-- KUTIPAN DOKUMEN --
%%

Jakarta, IDN Times - Menteri BUMN Erick Thohir menunjuk Kepala Staf TNI Angkatan Udara (KSAU), Marsekal Fadjar Prasetyo, sebagai Komisaris Utama PT Dirgantara Indonesia. Hal itu diputuskan dalam Rapat Umum Pemegang Saham (RUPS) PTDI yang dipimpin oleh Wakil Menteri BUMN, Pahala Nugraha Mansury. Dalam rapat tersebut, Erick juga menunjuk Marsekal Muda TNI (Purn) Bonar Halomoan Hutagaol sebagai Wakil Komisaris Utama PTDI.
Melalui keterangan tertulis, Fadjar mengapresiasi penunjukkan dirinya sebagai Komut PTDI. Ia mengakui tugasnya di masa pandemik COVID-19 tidak mudah dan jauh lebih berat. Meski begitu, ia optimistis dan yakin para Direksi PTDI selalu mencurahkan tenaga, pikiran, gagasan, dan kinerja terbaik dalam memajukan perusahaan.
"Saya berharap kinerja jajaran direksi dapat terus dipertahankan dan ditingkatkan di periode yang sulit ini untuk mendorong kemajuan PTDI," ujar Fadjar pada Selasa (19/7/2021).

%%

-- TUGAS PENGERJAAN --
a) Tentukan apakah setiap pernyataan berikut sesuai dengan berita penunjukan Komisaris Utama PTDI di atas. Jawab ya atau tidak, disertai kutipan persis dari berita tersebut yang menjadi dasarnya: (i) RUPS PTDI dipimpin oleh Wakil Menteri BUMN; (ii) Fadjar menilai tugasnya di masa pandemi lebih ringan; (iii) Bonar Halomoan Hutagaol ditunjuk sebagai Wakil Komisaris Utama PTDI.
b) Tuliskan lanjutan berita penunjukan Komisaris Utama PTDI di atas, dimulai tepat setelah kalimat terakhirnya.

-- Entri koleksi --

%%

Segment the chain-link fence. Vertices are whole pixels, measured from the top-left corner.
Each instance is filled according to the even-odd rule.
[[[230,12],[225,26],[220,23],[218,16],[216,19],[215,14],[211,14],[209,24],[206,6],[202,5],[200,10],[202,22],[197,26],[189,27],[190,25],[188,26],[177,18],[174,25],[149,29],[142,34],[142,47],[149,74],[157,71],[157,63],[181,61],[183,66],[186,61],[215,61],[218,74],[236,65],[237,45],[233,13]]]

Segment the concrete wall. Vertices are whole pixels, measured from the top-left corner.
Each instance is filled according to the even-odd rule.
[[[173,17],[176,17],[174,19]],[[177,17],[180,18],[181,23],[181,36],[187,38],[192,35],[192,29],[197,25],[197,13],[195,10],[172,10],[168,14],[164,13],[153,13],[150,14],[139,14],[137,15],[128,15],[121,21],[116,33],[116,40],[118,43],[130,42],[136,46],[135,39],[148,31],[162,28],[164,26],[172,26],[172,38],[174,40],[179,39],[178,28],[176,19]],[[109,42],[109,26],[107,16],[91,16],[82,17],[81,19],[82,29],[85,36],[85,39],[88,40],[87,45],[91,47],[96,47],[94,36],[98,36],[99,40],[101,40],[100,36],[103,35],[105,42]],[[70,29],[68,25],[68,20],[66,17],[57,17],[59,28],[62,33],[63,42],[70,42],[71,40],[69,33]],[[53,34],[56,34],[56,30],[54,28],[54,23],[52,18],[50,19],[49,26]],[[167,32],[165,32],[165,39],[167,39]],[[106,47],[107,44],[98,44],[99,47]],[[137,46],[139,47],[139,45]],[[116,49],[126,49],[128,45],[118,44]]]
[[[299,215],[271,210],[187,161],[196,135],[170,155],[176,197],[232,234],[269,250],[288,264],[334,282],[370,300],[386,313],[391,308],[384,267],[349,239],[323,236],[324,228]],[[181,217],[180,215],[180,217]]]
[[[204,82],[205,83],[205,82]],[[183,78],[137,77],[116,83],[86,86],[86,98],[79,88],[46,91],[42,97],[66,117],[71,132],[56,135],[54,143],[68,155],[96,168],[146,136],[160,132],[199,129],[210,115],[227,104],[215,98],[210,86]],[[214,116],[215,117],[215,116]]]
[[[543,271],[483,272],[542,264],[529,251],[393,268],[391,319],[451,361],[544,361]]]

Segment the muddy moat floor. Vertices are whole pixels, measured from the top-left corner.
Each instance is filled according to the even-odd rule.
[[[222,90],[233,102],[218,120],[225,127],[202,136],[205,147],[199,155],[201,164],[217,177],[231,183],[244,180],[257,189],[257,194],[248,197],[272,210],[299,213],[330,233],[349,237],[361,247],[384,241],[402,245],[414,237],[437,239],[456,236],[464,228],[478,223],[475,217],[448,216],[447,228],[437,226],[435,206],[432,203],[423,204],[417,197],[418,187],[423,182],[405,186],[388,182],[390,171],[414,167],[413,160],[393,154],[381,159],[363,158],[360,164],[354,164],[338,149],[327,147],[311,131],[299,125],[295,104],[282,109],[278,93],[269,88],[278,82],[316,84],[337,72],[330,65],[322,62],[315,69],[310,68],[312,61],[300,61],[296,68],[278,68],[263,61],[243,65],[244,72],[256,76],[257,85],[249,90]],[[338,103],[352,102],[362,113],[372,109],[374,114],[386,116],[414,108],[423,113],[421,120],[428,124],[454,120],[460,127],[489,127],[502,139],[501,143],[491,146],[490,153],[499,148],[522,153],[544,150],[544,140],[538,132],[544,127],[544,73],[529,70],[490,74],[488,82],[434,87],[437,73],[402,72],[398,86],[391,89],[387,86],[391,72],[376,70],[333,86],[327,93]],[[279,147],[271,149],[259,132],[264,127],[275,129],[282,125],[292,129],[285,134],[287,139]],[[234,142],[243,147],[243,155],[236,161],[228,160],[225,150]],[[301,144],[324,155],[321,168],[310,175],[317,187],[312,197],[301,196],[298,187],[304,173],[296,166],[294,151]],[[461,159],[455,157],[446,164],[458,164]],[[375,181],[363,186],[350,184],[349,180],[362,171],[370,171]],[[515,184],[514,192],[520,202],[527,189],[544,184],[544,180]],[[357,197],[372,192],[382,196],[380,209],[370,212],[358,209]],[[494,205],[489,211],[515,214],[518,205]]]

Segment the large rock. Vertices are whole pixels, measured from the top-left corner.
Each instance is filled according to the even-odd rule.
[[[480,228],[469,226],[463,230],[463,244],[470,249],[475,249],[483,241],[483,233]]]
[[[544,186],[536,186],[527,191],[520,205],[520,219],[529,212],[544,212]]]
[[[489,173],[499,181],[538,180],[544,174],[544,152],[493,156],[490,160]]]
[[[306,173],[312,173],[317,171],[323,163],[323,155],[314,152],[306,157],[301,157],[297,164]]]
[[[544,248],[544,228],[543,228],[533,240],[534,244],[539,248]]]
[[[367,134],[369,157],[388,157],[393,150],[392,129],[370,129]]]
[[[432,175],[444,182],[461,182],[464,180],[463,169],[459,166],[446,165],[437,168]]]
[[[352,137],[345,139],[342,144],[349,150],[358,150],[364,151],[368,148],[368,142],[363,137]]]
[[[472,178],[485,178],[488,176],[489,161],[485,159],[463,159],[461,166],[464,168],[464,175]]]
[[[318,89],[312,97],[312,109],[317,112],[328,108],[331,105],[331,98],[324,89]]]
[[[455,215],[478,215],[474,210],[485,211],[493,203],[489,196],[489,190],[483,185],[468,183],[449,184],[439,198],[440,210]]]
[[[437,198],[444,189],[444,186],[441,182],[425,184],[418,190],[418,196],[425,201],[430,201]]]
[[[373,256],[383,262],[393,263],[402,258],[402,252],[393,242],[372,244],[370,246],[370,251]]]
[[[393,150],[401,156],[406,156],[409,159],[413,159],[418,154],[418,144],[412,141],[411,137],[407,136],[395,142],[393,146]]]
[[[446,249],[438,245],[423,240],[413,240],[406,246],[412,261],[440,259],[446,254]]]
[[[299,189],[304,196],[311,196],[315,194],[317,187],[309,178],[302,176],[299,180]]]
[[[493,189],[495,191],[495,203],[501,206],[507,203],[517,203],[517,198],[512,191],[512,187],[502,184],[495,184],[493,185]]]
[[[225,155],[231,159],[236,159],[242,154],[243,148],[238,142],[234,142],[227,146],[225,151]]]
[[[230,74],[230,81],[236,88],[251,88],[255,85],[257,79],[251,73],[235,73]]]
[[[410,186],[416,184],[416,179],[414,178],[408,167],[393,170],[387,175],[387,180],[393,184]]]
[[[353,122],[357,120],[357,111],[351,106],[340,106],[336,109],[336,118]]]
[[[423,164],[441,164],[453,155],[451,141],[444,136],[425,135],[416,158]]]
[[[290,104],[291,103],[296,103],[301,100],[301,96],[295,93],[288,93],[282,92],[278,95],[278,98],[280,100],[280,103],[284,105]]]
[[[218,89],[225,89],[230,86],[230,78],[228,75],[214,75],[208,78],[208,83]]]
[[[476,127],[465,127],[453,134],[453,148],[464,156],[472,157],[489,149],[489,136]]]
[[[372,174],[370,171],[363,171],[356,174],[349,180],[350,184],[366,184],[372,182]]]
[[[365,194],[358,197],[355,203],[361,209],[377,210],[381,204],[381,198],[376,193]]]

%%

-- JAWABAN BERURUTAN --
a)
(i) Ya: "yang dipimpin oleh Wakil Menteri BUMN, Pahala Nugraha Mansury"
(ii) Tidak: "Ia mengakui tugasnya di masa pandemik COVID-19 tidak mudah dan jauh lebih berat."
(iii) Ya: "Erick juga menunjuk Marsekal Muda TNI (Purn) Bonar Halomoan Hutagaol sebagai Wakil Komisaris Utama PTDI."

b)
"Saya bertekad untuk memberikan kinerja terbaik dan semangat baru kepada jajaran Dewan Komisaris dan Direksi agar bisa mewujudkan kinerja yang optimal," kata dia lagi.
Kementerian BUMN berharap dengan ditetapkannya pejabat Komisaris Utama PTDI dan Wakil Komisaris Utama PTDI, maka dapat membantu mendorong peningkatan kinerja dan prestasi PTDI. Perusahaan BUMN itu memiliki visi dan tujuan untuk menjadi perusahaan industri pertahanan yang mandiri, kuat dan semakin maju.
Bagaimana rekam jejak PTDI dalam industri pertahanan?
1. Berdiri sejak 1976, PTDI sudah kirim lebih dari 455 unit pesawat

PT Dirgantara Indonesia berdiri sejak tahun 1976. Ketika itu, perusahaan masih menggunakan nama PT Industri Pesawat Terbang Nurtanio. Almarhum Presiden Ketiga RI BJ Habibie duduk sebagai Presiden Direktur ketika itu.
Lalu, perusahaan sempat berganti nama menjadi Industri Pesawat Terbang Nusantara (IPTN) pada 11 Oktober 1985. Kemudian, pada 24 Agustus 2020, IPTN berubah nama menjadi Dirgantara Indonesia.
PTDI tidak hanya memproduksi berbagai pesawat, tetapi juga helikopter, senjata, hingga menyediakan pelatihan dan jasa pemeliharaan mesin pesawat. PTDI juga menjadi sub-kontraktor untuk industri-industri pesawat terbang besar di dunia seperti Boeing, Airbus, General Dynamics, hingga Fokker.
Semula, PTDI pernah memiliki karyawan hingga 16 ribu orang. Namun, krisis ekonomi 1998 memaksa PTDI memangkas jumlah karyawan hingga menjadi 4.000 orang.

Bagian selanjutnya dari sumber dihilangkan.